■ What the exercise asks ■
Print the entries below in their entirety, exactly as they are written.

— start Source records —

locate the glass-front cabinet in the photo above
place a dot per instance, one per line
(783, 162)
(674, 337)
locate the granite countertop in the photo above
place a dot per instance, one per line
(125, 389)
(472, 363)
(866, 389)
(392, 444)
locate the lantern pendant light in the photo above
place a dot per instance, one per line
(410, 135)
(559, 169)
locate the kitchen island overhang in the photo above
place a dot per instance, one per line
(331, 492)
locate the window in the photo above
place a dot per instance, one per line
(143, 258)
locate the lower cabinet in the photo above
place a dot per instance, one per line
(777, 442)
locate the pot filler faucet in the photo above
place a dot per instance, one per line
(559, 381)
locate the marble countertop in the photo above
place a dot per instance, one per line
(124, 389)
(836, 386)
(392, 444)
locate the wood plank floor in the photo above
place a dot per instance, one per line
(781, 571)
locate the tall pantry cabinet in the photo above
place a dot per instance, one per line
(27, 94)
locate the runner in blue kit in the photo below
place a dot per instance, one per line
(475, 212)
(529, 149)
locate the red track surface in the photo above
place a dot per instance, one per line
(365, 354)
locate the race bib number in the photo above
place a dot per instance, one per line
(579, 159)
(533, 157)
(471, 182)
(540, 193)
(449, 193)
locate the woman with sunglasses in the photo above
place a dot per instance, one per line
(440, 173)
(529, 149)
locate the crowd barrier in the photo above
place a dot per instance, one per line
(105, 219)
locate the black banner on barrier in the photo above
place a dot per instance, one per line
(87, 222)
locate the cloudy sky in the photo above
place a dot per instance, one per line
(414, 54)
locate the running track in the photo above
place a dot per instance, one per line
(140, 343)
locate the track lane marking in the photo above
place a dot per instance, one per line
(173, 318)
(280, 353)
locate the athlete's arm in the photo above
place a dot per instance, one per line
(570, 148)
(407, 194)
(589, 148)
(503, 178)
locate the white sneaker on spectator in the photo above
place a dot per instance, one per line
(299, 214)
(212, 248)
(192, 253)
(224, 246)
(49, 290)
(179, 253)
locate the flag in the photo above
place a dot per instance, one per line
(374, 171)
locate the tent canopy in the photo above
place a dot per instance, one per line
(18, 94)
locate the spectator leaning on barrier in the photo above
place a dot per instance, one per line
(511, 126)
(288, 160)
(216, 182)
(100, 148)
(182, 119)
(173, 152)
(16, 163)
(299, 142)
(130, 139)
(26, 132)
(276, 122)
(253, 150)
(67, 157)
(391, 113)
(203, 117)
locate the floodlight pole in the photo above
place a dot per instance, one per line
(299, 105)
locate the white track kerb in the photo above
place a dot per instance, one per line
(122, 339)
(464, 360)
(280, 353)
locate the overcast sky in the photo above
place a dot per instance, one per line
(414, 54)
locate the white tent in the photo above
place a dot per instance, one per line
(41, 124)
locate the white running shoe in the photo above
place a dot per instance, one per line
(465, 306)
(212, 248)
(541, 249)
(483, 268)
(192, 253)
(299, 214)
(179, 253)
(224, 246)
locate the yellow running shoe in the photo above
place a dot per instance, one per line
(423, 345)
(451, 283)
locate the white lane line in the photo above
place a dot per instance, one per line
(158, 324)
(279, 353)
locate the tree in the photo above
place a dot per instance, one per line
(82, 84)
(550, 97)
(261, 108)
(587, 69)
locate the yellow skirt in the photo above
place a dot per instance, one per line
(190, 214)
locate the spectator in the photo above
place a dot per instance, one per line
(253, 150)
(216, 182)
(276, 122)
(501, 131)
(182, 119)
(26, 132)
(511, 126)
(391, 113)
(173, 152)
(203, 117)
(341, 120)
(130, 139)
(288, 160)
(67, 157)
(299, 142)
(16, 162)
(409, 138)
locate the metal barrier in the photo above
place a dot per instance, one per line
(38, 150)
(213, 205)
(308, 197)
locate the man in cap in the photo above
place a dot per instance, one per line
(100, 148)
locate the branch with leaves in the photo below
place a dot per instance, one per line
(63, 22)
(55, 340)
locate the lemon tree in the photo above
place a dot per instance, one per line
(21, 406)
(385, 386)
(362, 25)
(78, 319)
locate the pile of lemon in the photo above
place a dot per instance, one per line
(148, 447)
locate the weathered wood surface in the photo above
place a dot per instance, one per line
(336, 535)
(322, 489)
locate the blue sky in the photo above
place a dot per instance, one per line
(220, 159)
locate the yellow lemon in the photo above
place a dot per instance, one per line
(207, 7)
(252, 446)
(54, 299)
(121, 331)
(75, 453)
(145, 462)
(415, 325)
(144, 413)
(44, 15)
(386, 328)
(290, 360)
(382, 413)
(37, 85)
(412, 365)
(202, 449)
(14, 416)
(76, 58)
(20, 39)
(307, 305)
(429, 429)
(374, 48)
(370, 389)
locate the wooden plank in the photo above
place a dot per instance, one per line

— end Source records —

■ Exercise response ■
locate the glass-front cabinet in the photo above
place a dot per instance, one per line
(783, 162)
(674, 337)
locate the granite countertop in the photo above
place a dot per instance, one per line
(125, 389)
(472, 363)
(866, 389)
(392, 444)
locate the lantern pendant light in the photo above
place a dot per instance, one per line
(410, 135)
(559, 169)
locate the kitchen island overhang in the photo above
place a dot per instance, one per line
(331, 492)
locate the window in the photo above
place a dot per instance, one per line
(143, 258)
locate the lower cabinet in the photo above
place a dot per instance, one per line
(777, 442)
locate the pot filler faucet in the photo above
place a dot per instance, one per line
(559, 381)
locate the marble countertop in the photo above
place a dot per instance, one per line
(124, 389)
(836, 386)
(392, 444)
locate the wood plank floor in the photo above
place a dot per instance, one per line
(781, 571)
locate the tall pantry cabinet in the photo above
place a dot per instance, one per line
(27, 94)
locate the runner in blue kit in the photo below
place a dot per instance, one per line
(475, 212)
(529, 149)
locate the red track surface in the photo above
place a dot per instance, one per line
(365, 354)
locate the race bib number in the photo above
place a dot per instance, one per line
(579, 159)
(533, 157)
(471, 182)
(540, 193)
(449, 193)
locate the woman with sunglasses in the photo above
place a dot per instance, one per line
(440, 173)
(529, 149)
locate the crowd barrier in the photo above
place a dot per instance, one per line
(105, 219)
locate the black banner on barrier in the photo above
place a dot per instance, one per line
(87, 222)
locate the cloudy sky in the photo above
place a dot per instance, one per line
(414, 54)
locate the running track in the photo above
place a dot per instance, one per line
(140, 343)
locate the track lane marking in the photo above
place a dot per instance, one per line
(173, 318)
(280, 353)
locate the athlete's arm in the photo above
place a dot per instance, one per line
(570, 148)
(407, 194)
(589, 148)
(503, 178)
locate the white sneaker on spectator in the photo above
place a dot per instance, one per line
(299, 214)
(212, 248)
(192, 253)
(224, 246)
(49, 290)
(179, 253)
locate the flag in the photo above
place a dot per instance, one per line
(374, 171)
locate the tent canopy in the photo above
place a dot per instance, one per line
(18, 94)
locate the spectator leaning on barrier in the photo above
place a dot per instance, one per line
(511, 126)
(288, 160)
(216, 182)
(100, 148)
(182, 119)
(173, 152)
(16, 163)
(299, 142)
(130, 139)
(26, 132)
(276, 122)
(253, 150)
(67, 157)
(391, 113)
(203, 117)
locate the floodlight pole in the photo above
place a dot per instance, one per line
(299, 105)
locate the white track kerb in the photo above
place a dot per instance, one per line
(122, 339)
(464, 360)
(280, 353)
locate the overcast sky in the photo above
place a dot per instance, one per line
(414, 54)
locate the white tent in the photo above
place a dot per instance, one per line
(41, 124)
locate the white running shoe in the photo above
place a dot per instance, one per line
(465, 306)
(212, 248)
(541, 249)
(483, 268)
(192, 253)
(299, 214)
(179, 253)
(224, 246)
locate the yellow running shoe in the photo above
place a dot per instance, one per line
(423, 345)
(451, 283)
locate the white lane line in the photo above
place a dot per instance, one per line
(158, 324)
(279, 353)
locate the tree in the photo above
place a dot per instance, one per line
(82, 84)
(550, 97)
(261, 108)
(587, 69)
locate the yellow skirt in the photo above
place a dot per instance, one per line
(190, 214)
locate the spectator in the photo above
place a dot per instance, one per line
(253, 150)
(216, 182)
(276, 122)
(501, 131)
(182, 119)
(26, 132)
(511, 126)
(391, 113)
(173, 152)
(203, 117)
(341, 120)
(130, 139)
(288, 160)
(67, 157)
(299, 142)
(16, 162)
(409, 138)
locate the metal barrier in the photo above
place a dot per instance, one per line
(38, 150)
(213, 205)
(308, 197)
locate the man in cap in the photo above
place a dot per instance, one per line
(100, 148)
locate the branch with leaves in the photo below
place a dot per instance, one per line
(63, 22)
(55, 340)
locate the lemon tree in the photo above
place a dot per instance, one per line
(21, 406)
(385, 386)
(362, 25)
(78, 319)
locate the pile of lemon in the photo above
place a dot per instance, one per line
(148, 447)
locate the weathered wood surface in the photo above
place a dot per instance, one per line
(336, 535)
(322, 489)
locate the blue sky in the photo above
place a dot per instance, one per line
(220, 159)
locate the yellow lemon in the photo above
place a dot per instance, one per line
(207, 7)
(252, 446)
(54, 299)
(121, 331)
(75, 453)
(145, 462)
(415, 325)
(144, 413)
(44, 15)
(386, 328)
(290, 360)
(382, 413)
(37, 85)
(412, 365)
(202, 449)
(14, 416)
(76, 58)
(20, 39)
(307, 305)
(429, 429)
(374, 48)
(370, 389)
locate the wooden plank in the photo above
place a dot per instance, one per line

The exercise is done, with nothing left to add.